= Task to carry out =
Count the lines in the records below that contain the word "door". Reply with the number alone.

Stored dataset items:
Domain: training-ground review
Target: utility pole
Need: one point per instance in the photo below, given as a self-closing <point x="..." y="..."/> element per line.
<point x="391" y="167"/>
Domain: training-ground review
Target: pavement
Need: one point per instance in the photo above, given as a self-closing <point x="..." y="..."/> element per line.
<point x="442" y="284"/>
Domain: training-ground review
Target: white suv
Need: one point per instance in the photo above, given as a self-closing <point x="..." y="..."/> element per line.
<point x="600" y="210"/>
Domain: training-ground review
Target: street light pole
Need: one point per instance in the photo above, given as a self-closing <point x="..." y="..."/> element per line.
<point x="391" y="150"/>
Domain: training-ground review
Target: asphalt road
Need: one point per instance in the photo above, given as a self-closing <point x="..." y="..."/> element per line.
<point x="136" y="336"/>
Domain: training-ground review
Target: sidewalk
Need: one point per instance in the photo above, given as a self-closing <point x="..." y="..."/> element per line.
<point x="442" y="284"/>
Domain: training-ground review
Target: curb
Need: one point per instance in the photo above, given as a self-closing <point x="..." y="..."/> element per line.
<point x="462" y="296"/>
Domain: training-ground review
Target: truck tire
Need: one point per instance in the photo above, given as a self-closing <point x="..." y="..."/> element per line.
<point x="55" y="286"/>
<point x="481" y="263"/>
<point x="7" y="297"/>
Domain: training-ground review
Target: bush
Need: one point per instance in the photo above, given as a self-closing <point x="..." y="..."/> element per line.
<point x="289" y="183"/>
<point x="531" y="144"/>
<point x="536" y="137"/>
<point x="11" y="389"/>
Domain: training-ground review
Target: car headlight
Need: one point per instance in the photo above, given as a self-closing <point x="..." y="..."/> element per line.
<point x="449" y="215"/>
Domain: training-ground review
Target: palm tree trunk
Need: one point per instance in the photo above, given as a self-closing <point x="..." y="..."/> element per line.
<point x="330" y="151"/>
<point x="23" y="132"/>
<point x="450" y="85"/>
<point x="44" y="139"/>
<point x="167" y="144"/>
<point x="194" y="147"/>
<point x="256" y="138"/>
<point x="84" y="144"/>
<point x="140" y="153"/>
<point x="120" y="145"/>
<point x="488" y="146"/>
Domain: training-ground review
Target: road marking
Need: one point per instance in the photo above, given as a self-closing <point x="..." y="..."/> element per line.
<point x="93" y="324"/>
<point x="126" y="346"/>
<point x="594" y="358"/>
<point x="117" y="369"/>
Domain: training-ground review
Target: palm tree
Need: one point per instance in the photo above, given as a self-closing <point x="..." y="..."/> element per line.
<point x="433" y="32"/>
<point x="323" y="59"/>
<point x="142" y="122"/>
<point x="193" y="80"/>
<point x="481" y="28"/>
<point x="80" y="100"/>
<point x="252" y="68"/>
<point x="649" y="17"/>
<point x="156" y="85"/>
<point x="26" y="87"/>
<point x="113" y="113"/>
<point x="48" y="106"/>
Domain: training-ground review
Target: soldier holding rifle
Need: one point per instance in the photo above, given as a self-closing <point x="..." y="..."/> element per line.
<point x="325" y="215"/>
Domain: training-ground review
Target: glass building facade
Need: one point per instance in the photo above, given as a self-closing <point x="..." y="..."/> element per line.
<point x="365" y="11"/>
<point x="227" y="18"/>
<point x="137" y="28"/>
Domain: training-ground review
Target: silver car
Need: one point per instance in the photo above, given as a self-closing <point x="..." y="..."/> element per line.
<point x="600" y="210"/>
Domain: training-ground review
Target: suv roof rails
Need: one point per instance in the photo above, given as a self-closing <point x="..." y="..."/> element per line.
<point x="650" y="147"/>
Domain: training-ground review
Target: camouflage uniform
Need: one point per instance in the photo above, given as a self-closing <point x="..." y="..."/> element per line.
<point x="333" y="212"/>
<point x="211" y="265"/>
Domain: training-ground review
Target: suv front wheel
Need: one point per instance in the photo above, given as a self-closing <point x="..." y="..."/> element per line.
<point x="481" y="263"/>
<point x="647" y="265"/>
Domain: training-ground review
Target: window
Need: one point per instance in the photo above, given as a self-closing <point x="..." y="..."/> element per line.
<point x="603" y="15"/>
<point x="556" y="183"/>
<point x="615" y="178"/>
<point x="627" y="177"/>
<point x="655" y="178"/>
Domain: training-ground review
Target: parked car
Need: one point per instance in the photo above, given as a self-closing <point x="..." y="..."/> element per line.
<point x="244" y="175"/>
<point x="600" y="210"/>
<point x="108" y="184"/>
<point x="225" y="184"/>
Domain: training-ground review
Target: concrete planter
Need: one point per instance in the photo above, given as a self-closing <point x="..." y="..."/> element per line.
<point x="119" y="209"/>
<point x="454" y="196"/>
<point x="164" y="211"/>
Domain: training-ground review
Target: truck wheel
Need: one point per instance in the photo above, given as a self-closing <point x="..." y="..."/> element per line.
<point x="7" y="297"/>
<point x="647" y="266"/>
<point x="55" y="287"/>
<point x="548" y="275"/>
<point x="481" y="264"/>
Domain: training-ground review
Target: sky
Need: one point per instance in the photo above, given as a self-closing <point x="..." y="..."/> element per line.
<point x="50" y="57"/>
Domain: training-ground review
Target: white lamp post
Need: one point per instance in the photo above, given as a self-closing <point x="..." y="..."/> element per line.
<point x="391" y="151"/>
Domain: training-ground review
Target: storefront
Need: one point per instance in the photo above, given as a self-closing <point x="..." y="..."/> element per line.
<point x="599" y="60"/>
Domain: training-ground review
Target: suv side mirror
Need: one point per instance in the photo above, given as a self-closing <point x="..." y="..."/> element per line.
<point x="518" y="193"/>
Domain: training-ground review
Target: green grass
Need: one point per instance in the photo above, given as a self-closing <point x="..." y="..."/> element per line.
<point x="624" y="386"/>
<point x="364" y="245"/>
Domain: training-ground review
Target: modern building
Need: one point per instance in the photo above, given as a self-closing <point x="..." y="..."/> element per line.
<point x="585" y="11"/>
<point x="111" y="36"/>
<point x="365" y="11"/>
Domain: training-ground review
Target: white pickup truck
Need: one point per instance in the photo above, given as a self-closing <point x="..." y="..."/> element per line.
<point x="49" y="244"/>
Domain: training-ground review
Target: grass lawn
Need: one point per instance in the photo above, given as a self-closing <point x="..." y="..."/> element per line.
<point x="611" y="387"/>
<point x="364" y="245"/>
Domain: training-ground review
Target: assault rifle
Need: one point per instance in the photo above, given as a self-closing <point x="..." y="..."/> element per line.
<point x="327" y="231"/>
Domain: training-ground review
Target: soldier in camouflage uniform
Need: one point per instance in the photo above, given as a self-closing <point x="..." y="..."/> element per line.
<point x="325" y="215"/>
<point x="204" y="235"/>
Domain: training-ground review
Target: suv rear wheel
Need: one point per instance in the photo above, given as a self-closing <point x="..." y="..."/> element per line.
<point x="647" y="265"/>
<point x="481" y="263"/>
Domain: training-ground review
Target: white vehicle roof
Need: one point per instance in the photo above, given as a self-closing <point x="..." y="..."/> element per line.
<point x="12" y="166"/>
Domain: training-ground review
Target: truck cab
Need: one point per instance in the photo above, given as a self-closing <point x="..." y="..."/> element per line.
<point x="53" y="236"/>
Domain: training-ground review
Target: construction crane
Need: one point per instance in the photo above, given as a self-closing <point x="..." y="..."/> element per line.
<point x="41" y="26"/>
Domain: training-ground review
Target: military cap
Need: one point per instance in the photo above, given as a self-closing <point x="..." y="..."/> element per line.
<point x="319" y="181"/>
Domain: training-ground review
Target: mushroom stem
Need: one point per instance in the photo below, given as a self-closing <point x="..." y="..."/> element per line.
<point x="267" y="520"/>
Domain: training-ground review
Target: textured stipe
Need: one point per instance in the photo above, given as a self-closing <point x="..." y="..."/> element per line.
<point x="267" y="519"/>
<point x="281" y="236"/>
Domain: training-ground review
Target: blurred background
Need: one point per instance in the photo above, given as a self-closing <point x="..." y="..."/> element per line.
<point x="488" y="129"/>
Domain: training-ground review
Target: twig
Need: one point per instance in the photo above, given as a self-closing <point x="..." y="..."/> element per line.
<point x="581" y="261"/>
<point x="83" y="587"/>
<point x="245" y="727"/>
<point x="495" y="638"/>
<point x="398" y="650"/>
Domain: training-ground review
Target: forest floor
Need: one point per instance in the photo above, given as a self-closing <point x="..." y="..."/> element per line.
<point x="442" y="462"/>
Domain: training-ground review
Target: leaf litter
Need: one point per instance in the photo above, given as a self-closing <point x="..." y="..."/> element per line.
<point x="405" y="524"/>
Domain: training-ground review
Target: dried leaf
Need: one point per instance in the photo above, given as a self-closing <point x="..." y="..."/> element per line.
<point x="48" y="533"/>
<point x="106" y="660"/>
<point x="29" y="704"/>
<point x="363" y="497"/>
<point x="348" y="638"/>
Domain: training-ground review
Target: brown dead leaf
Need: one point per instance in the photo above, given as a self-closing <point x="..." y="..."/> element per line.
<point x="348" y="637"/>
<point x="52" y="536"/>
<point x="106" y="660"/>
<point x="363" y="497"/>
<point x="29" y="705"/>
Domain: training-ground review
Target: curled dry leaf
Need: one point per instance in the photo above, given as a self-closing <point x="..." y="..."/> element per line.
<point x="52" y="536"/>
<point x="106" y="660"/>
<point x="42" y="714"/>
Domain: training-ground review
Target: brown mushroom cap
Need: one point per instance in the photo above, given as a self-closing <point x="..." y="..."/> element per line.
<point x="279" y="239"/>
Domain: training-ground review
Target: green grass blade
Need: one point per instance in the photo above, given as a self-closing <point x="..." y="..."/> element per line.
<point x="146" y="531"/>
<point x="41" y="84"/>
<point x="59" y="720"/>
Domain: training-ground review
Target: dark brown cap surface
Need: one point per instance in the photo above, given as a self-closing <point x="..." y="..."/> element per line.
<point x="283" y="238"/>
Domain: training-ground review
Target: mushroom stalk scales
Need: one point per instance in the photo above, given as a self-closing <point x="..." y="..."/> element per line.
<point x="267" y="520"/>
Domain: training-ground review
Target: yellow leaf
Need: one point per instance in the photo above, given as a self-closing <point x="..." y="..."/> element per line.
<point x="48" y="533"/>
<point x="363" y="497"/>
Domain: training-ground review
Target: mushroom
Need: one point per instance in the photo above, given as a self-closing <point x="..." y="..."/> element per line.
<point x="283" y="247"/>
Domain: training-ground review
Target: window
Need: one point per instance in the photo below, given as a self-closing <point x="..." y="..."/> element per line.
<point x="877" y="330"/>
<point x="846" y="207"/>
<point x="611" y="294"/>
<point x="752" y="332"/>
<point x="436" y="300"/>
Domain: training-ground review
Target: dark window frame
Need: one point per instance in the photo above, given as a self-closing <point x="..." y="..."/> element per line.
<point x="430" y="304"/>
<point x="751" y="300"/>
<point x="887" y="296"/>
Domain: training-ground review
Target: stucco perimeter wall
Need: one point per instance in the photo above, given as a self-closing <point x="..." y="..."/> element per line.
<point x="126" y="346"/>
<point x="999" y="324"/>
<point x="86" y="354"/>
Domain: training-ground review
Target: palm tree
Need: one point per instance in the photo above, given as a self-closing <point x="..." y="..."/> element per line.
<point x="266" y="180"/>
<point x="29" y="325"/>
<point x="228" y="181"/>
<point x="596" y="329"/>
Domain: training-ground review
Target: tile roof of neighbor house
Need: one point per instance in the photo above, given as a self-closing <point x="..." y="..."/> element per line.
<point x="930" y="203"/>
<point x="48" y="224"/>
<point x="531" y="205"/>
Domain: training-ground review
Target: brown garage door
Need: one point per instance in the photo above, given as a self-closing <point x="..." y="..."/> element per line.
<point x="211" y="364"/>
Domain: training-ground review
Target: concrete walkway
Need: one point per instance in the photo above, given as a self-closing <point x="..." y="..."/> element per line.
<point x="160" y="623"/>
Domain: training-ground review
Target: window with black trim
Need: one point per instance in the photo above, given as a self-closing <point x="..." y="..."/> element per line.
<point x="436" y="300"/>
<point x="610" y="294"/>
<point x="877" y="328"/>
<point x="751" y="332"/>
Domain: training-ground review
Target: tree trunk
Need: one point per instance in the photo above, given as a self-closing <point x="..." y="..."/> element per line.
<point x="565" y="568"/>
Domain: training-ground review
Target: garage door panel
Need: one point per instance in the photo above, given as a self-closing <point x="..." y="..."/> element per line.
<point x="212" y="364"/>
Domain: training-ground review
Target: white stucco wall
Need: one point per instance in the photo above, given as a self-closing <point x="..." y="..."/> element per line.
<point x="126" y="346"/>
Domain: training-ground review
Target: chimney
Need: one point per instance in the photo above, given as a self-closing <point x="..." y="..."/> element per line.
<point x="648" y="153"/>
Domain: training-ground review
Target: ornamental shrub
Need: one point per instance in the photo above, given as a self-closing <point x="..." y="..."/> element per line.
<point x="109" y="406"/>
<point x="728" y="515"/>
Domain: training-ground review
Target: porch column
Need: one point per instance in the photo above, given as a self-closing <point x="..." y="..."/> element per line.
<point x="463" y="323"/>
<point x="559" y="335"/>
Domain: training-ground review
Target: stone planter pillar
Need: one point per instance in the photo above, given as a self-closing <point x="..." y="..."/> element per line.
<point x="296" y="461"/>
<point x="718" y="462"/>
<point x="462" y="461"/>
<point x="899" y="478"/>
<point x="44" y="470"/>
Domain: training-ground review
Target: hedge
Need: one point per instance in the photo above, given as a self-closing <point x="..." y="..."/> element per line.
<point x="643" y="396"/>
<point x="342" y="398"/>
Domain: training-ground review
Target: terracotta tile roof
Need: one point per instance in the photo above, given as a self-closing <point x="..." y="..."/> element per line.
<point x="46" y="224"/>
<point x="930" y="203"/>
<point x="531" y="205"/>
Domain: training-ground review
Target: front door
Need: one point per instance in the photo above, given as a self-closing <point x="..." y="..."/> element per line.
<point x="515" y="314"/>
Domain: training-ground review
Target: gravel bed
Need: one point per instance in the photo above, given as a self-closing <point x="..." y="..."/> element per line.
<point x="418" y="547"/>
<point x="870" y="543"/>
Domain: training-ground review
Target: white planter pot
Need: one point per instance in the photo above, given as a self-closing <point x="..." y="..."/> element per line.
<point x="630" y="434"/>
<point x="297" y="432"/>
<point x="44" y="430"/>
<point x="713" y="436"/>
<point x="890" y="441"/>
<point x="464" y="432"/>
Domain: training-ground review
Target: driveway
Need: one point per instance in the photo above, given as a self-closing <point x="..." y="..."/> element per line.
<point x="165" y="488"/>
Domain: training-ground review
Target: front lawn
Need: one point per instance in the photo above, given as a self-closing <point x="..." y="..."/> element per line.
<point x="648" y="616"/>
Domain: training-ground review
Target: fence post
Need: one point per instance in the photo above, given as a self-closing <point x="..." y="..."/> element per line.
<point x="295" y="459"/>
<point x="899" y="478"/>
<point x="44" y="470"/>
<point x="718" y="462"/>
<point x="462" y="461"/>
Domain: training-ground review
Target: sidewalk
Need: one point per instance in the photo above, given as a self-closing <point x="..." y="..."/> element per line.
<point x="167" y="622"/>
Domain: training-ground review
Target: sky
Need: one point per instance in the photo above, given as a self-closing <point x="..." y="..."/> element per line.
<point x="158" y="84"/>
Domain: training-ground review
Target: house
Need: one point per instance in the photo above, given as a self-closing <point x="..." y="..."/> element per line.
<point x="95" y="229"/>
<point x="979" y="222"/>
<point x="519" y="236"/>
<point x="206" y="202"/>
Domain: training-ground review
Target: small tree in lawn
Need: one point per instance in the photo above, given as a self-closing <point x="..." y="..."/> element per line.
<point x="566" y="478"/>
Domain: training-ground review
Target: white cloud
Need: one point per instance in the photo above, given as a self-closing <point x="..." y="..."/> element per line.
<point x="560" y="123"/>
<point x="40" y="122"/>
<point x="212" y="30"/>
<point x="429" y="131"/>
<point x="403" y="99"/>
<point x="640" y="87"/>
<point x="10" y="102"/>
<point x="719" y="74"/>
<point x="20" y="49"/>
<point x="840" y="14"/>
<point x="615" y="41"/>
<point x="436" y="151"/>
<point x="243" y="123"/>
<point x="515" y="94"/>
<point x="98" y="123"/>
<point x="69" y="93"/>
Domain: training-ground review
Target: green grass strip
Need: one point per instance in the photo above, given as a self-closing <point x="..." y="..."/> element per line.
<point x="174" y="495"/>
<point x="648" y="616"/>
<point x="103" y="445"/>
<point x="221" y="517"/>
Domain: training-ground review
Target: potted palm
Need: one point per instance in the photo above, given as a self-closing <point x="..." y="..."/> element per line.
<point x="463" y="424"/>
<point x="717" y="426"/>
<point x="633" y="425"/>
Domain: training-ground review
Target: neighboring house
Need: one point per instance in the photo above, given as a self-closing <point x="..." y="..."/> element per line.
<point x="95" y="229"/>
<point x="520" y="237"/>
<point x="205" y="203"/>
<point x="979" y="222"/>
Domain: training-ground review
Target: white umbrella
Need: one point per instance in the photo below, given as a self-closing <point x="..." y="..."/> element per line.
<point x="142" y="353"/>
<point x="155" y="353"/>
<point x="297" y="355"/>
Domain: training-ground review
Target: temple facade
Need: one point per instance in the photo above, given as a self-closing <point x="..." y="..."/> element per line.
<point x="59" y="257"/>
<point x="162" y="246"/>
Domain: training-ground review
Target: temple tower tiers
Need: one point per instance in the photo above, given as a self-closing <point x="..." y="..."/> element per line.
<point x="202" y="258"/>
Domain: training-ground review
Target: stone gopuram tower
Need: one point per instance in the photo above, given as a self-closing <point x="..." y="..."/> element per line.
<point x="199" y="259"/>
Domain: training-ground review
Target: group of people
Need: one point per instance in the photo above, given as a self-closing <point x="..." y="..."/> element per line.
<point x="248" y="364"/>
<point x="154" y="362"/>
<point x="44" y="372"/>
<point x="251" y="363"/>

= Task output =
3